» Document excerpt
──────────

Step 2: Submit to the HPC cluster#

Create sbat file and save the following content as papermill.sbat, adapting the account, time limit, and modules to match your cluster environment.

#!/bin/bash

# --- Job settings ---
#SBATCH --job-name=papermill_analysis       # Name shown in the job queue
#SBATCH --output=papermill_%A_%a.out        # Standard output log (%A = job ID, %a = array index)
#SBATCH --error=papermill_%A_%a.err         # Error log
#SBATCH --time=00:05:00                     # Maximum runtime (hh:mm:ss) - adjust to your analysis
#SBATCH --nodes=1                           # Number of compute nodes
#SBATCH --ntasks-per-node=1                 # Tasks per node
#SBATCH --cpus-per-task=4                   # CPU cores per task
#SBATCH --mem=20G                           # Memory per job
#SBATCH --partition=general                 # Cluster partition to use - check with your HPC admins
#SBATCH --account=a_barth                   # Your HPC account - replace with your own
#SBATCH --array=1-2                         # Job array: one job per subject (here: 2 subjects)

──────────

» Stored rows
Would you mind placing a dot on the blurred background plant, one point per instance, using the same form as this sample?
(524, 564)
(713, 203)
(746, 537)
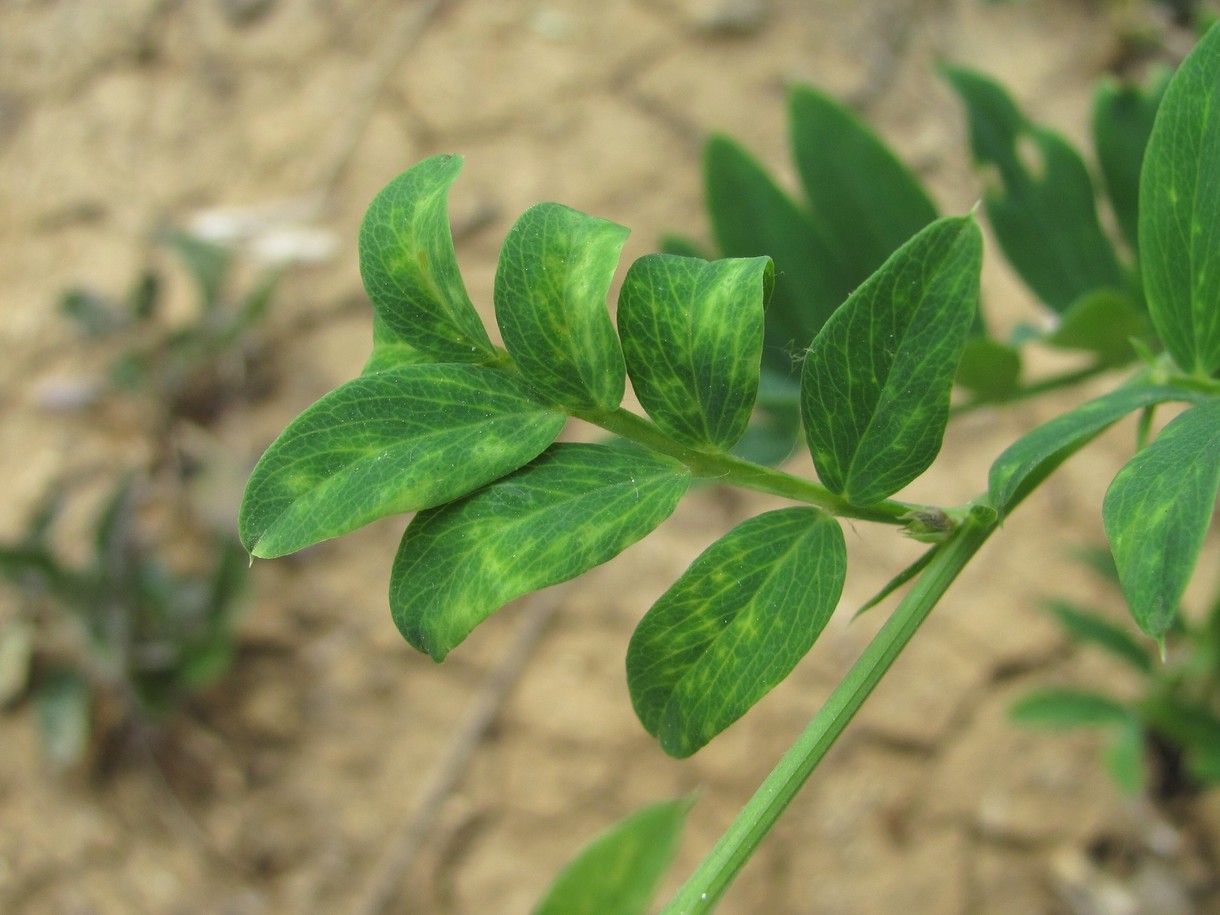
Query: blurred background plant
(114, 627)
(1164, 733)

──────────

» Required work
Please continue the guide on submitting papermill jobs to an HPC cluster, picking up right after its final line.

» Task result
# --- Load modules ---
# Load the same modules active in your Jupyter session.
# Find out which modules you have loaded by running "ml" in the terminal.
module load julia/1.10.4
module load openssl/1.1
module load python/3.10.4-gcccore-11.3.0
module load libxslt/1.1.34-gcccore-11.3.0
module load lxml/4.9.1-gcccore-11.3.0
module load beautifulsoup/4.10.0-gcccore-11.3.0
module load jupyter-server/1.21.0-gcccore-11.3.0
module load jupyterlab/3.5.0-gcccore-11.3.0

# --- Setup ---
# Create output directory
mkdir -p papermill_outputs

# --- Subject selection ---
# Define the list of subject IDs to process
subjects=(01 02)

# SLURM_ARRAY_TASK_ID is automatically set by SLURM (1 for first job, 2 for second, etc.)
# This maps the array index to the corresponding subject ID
subject_id=${subjects[$((SLURM_ARRAY_TASK_ID-1))]}

echo "Processing subject: $subject_id"
echo "Job ID: $SLURM_JOB_ID"
echo "Array Task ID: $SLURM_ARRAY_TASK_ID"
echo "Started at: $(date)"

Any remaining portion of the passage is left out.